The DLSU–Manila campus, which is relatively small in size for its large student population, suffers from limited space. According to The LaSallian, each student had only 7.1 m2 for himself in 2009. Crowding is expected to only get worse. It has also expressed concerns regarding fire safety, citing possible evacuation difficulties should a fire occur at the Br. Andrew Gonzalez Hall, and accessibility issues for fire trucks, given the lack of wide roads to major buildings. At least three fires have occurred in the campus, including two at St. Joseph Hall. To address the problem of limited space, DLSU has resolved to vertical expansion. However, this has resulted in overcrowded elevators.

+ + + + + + +

What to do — Reproduce the stretch of the passage on DLSU–Manila campus space from "The DLSU–Manila campus, which" through "in overcrowded elevators.".

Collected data
+ + + + + + +

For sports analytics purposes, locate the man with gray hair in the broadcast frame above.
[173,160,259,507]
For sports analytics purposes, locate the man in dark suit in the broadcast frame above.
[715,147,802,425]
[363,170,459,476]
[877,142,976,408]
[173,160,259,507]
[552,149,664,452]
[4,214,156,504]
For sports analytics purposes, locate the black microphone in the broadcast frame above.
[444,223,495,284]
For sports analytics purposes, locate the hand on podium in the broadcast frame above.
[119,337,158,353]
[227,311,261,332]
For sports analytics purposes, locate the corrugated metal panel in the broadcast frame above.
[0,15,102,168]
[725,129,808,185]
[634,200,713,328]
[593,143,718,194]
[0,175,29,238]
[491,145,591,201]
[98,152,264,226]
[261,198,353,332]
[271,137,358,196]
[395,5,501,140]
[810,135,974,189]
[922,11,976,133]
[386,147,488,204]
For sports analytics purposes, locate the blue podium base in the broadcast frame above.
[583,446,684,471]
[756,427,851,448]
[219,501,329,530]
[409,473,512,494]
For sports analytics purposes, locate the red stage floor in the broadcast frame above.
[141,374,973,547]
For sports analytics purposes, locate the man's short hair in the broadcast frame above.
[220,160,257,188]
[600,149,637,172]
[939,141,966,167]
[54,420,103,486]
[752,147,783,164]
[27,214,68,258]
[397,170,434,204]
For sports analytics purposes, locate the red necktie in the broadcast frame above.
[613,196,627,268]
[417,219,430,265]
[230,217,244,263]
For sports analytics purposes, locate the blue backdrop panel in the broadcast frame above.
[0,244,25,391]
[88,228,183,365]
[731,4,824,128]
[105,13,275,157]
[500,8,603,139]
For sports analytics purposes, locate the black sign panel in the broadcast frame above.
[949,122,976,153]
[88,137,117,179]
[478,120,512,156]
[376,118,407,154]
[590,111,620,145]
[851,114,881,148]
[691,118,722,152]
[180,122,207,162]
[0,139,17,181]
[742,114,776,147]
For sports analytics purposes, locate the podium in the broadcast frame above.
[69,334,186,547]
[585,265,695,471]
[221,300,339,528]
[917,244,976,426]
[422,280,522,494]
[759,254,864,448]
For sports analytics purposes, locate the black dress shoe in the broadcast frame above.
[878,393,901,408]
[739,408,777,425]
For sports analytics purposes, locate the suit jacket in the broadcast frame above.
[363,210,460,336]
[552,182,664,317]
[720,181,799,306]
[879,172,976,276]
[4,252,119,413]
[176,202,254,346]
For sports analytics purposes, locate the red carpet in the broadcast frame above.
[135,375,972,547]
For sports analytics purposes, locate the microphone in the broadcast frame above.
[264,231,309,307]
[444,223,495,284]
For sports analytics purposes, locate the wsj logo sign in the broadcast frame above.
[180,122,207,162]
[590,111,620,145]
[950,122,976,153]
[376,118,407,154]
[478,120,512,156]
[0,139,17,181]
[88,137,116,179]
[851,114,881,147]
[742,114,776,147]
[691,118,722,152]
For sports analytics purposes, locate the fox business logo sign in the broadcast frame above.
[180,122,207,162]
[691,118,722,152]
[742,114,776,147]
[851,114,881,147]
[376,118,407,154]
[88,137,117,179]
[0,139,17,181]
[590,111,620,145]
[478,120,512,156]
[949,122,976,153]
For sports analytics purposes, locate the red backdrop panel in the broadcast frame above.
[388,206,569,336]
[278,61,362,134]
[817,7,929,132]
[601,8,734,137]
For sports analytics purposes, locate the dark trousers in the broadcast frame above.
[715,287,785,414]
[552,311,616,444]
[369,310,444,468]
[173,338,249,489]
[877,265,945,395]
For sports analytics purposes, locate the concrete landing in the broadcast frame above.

+ + + + + + +

Response —
The DLSU–Manila campus, which is relatively small in size for its large student population, suffers from limited space. According to The LaSallian, each student had only 7.1 m2 for himself in 2009. Crowding is expected to only get worse. It has also expressed concerns regarding fire safety, citing possible evacuation difficulties should a fire occur at the Br. Andrew Gonzalez Hall, and accessibility issues for fire trucks, given the lack of wide roads to major buildings. At least three fires have occurred in the campus, including two at St. Joseph Hall. To address the problem of limited space, DLSU has resolved to vertical expansion. However, this has resulted in overcrowded elevators.